**Goal**
Please render every line of the items below as a numbered list, leaving out any blank lines.

**Collection items**
+ + +
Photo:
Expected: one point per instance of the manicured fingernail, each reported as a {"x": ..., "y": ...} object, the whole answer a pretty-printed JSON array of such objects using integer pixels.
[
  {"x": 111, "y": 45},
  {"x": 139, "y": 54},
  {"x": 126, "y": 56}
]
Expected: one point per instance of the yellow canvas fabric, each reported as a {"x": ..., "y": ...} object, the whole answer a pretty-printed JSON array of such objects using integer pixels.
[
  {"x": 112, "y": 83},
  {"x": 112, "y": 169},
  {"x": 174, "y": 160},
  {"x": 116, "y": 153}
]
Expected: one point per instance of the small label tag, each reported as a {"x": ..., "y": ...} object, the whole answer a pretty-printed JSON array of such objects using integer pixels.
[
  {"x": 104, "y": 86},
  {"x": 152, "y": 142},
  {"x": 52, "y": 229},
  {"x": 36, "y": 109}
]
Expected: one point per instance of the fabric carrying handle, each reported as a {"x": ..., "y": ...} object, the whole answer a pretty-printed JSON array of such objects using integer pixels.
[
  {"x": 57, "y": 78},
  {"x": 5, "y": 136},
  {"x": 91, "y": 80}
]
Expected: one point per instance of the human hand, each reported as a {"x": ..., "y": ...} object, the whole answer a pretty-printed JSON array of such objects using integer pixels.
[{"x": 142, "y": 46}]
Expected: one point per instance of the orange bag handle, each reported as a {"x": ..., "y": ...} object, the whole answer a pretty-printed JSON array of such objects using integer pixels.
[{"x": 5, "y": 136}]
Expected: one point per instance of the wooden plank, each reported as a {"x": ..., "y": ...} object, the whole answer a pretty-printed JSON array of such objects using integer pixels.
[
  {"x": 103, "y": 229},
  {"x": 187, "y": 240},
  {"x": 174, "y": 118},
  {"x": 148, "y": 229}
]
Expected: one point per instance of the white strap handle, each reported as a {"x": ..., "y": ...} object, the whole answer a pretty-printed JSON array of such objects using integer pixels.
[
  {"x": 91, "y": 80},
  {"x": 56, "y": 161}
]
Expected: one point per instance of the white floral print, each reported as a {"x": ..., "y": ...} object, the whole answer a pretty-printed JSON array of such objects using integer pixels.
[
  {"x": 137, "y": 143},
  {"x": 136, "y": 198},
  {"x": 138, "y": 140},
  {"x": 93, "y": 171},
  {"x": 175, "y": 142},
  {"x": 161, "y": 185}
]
+ + +
**Output**
1. Photo:
2. Expected: one point per instance of the manicured fingernail, each reported as a {"x": ..., "y": ...} object, the whole answer a pretty-printed JSON array of such objects using integer pixels.
3. [
4.   {"x": 111, "y": 45},
5.   {"x": 139, "y": 54},
6.   {"x": 126, "y": 56}
7. ]
8. Expected: one point per instance of the yellow canvas fabric, each reported as a {"x": ..., "y": ...} object, the whole answer a pretty-printed JSON array of such objects using integer pixels.
9. [
10.   {"x": 112, "y": 83},
11.   {"x": 112, "y": 169},
12.   {"x": 174, "y": 160},
13.   {"x": 116, "y": 153}
14. ]
15. Expected: one point per instance of the small label tag, each reported as a {"x": ..., "y": ...} object, the whole answer a pretty-printed JSON array of such objects using integer pixels.
16. [
17.   {"x": 104, "y": 86},
18.   {"x": 152, "y": 142},
19.   {"x": 52, "y": 229},
20.   {"x": 36, "y": 109}
21. ]
22. Expected: one point per instance of the fabric carrying handle, each reported as a {"x": ..., "y": ...} object, the whole answer a pretty-printed JSON array of such objects using integer pixels.
23. [
24.   {"x": 57, "y": 78},
25.   {"x": 5, "y": 136},
26.   {"x": 91, "y": 80}
27. ]
28. Expected: one point per instance of the human hand, each reported as a {"x": ..., "y": ...} object, the whole answer a pretty-printed JSON array of such objects using integer pixels.
29. [{"x": 142, "y": 46}]
30. Expected: one point per instance of the orange bag handle, each reported as a {"x": ..., "y": ...} object, the whole answer a pretty-printed JSON array of such objects using integer pixels.
31. [{"x": 5, "y": 136}]
32. Expected: one point per instance of the wooden plank, each reported as a {"x": ..., "y": ...} object, the whole answer a pretty-printed JSON array of such objects using integer pixels.
33. [
34.   {"x": 103, "y": 229},
35.   {"x": 187, "y": 240},
36.   {"x": 174, "y": 118},
37.   {"x": 148, "y": 229}
38. ]
39. Expected: one point per instance of the white strap handle, each reported as a {"x": ..., "y": ...} object, the whole answer a pretty-printed JSON array of such objects using integer pixels.
40. [
41.   {"x": 91, "y": 80},
42.   {"x": 56, "y": 161}
43. ]
44. Expected: one point per instance of the white floral print, each reported as a {"x": ..., "y": ...} object, the whole answer a pretty-printed JSON array of such objects using integer pixels.
45. [
46.   {"x": 137, "y": 143},
47.   {"x": 136, "y": 198},
48.   {"x": 138, "y": 140},
49.   {"x": 93, "y": 171},
50.   {"x": 175, "y": 142},
51.   {"x": 161, "y": 185}
52. ]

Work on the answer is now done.